Exercise objective »
Can you rewrite the records between the line holding "target | green moss" and the line holding "(499, 1046)", inclusive, with "mossy boulder" changed to "moss-covered boulder" and nothing else altered?

Excerpts of pointing data »
+--
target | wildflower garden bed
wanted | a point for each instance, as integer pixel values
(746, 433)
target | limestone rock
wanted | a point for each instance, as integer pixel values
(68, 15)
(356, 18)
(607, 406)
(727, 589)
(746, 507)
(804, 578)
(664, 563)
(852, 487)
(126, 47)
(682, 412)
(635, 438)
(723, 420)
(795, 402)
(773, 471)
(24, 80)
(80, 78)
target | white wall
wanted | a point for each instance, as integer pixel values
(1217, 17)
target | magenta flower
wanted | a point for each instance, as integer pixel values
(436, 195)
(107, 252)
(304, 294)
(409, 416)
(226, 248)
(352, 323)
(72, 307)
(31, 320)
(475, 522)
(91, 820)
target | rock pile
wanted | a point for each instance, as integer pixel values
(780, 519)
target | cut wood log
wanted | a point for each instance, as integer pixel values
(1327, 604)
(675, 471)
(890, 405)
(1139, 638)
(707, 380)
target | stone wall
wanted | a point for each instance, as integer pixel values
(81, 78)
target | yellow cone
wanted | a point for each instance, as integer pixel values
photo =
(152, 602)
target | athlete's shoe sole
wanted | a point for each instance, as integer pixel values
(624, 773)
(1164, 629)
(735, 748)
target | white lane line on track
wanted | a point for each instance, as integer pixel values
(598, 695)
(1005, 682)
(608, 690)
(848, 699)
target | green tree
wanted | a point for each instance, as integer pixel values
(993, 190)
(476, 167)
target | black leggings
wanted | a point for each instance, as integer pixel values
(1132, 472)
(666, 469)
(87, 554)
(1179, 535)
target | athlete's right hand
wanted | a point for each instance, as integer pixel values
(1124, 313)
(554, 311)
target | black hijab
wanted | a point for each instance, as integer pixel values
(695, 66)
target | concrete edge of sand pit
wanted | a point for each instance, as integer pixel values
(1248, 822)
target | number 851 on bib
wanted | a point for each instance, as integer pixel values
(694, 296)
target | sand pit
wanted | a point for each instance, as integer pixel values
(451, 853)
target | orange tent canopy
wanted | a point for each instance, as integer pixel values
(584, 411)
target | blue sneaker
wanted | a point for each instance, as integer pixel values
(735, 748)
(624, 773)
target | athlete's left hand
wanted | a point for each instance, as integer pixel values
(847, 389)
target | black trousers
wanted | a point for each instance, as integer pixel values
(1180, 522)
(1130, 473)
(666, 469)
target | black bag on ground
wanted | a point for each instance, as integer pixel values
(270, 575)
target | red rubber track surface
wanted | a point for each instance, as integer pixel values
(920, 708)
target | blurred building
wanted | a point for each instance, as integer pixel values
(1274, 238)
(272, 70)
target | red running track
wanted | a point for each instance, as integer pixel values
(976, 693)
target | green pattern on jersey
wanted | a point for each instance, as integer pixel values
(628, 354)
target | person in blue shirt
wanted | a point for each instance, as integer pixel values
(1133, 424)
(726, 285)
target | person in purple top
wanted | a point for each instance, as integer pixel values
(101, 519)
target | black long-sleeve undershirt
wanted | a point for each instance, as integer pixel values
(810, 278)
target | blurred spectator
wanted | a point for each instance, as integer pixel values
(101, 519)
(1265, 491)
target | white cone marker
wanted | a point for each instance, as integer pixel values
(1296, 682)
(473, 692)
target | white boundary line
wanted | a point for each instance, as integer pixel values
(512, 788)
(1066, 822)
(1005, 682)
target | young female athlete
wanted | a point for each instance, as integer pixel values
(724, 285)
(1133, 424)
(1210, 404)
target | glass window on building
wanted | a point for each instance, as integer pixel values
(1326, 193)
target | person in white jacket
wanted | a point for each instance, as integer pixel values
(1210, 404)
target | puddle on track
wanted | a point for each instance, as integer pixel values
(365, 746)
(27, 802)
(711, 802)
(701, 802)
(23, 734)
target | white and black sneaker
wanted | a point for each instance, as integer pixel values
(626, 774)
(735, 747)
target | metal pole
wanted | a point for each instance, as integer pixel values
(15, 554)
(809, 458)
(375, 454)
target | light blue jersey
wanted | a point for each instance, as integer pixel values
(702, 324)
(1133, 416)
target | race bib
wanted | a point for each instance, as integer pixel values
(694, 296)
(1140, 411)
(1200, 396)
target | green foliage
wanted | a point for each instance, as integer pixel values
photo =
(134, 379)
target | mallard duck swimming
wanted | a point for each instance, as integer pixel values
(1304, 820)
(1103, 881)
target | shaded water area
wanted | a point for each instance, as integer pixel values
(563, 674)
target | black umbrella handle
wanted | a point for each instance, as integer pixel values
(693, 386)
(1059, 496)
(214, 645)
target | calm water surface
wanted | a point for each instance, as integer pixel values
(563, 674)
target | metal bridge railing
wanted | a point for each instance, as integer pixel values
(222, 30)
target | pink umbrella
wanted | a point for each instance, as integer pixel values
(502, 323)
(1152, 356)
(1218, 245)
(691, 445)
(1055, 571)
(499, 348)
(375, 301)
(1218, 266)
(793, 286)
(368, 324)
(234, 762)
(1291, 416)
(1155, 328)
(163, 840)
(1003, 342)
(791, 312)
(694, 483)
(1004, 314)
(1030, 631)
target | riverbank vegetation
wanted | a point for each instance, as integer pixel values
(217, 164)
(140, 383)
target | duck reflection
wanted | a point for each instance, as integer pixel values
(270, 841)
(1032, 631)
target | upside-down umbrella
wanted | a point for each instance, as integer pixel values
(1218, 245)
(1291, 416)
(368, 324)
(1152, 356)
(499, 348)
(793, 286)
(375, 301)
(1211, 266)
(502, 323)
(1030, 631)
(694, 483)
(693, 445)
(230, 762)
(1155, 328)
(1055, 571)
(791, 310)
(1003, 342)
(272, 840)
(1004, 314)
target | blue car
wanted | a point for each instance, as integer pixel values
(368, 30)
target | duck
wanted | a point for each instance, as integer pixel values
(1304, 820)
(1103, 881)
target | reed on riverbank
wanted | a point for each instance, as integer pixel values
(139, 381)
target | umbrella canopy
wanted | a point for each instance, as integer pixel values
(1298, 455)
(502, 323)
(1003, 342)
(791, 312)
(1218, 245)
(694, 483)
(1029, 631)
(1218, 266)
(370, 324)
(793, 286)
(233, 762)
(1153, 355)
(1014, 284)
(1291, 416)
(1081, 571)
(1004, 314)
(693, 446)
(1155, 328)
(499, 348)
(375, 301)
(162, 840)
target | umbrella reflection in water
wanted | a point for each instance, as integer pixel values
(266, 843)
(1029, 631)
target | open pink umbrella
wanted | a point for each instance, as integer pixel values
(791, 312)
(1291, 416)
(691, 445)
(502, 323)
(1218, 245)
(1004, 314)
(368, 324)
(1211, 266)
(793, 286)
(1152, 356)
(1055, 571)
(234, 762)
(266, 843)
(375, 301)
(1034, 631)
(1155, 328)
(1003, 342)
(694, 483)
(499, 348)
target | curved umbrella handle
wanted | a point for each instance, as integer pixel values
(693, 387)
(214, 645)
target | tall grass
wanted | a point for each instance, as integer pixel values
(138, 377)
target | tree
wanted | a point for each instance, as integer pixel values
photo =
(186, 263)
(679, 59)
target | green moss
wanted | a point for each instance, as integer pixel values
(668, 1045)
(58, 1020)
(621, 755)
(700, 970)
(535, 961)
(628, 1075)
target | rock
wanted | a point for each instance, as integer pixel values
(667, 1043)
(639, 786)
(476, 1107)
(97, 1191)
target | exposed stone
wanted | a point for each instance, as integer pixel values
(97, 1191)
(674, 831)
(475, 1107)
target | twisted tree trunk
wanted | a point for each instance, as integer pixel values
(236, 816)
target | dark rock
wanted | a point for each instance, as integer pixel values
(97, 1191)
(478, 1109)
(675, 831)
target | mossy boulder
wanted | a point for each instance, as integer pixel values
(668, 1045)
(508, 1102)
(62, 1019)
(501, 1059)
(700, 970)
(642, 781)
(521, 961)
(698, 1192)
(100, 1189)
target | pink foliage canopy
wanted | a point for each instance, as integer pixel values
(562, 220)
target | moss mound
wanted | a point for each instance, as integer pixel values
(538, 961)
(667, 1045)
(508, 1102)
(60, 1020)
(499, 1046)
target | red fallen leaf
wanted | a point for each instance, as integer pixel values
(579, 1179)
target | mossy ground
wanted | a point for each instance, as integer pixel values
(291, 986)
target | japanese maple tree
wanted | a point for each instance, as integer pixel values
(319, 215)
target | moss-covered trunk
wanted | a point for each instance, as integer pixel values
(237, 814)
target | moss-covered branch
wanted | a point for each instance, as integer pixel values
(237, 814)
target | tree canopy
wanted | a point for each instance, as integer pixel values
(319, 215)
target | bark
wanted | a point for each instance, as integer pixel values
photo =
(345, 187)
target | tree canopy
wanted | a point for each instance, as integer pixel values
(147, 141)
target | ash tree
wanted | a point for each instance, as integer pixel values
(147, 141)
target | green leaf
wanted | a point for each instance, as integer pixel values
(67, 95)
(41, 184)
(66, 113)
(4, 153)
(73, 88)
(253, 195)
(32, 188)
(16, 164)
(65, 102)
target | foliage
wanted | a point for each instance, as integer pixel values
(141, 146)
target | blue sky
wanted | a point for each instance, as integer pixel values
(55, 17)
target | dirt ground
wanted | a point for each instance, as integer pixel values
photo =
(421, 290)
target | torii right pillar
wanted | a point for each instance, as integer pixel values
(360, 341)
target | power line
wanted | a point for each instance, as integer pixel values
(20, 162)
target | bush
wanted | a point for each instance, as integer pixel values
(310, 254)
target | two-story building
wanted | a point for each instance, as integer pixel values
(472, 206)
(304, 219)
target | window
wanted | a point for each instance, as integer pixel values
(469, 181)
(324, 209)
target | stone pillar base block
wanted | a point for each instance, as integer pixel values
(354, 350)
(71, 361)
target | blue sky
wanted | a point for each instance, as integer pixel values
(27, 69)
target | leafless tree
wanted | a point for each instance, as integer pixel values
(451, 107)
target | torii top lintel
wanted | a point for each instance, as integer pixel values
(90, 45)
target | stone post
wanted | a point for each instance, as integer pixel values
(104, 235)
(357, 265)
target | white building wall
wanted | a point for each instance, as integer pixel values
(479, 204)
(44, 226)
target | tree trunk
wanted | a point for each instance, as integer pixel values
+--
Answer for this exercise »
target | green moss
wanted | a point for each instance, as integer pixel values
(668, 1045)
(58, 1020)
(621, 755)
(700, 970)
(535, 961)
(628, 1075)
target | rock
wanted | a point for each instance, as integer pixel values
(667, 1043)
(639, 786)
(476, 1107)
(97, 1191)
target | exposed stone
wanted | a point for each instance, as integer pixel values
(97, 1191)
(674, 831)
(475, 1107)
target | twisted tree trunk
wanted | a point for each instance, as integer pixel values
(236, 816)
target | dark rock
wanted | a point for each instance, as integer pixel values
(97, 1191)
(478, 1109)
(675, 831)
target | moss-covered boulder
wanted | a point for each instance, as integer pixel values
(668, 1045)
(508, 1102)
(62, 1019)
(501, 1059)
(700, 970)
(642, 781)
(521, 961)
(698, 1192)
(100, 1189)
target | pink foliage canopy
wanted | a point for each instance, as integer pixel values
(562, 220)
target | moss mound
wanted | a point for each instance, as integer pixel values
(538, 961)
(667, 1045)
(508, 1102)
(60, 1020)
(499, 1046)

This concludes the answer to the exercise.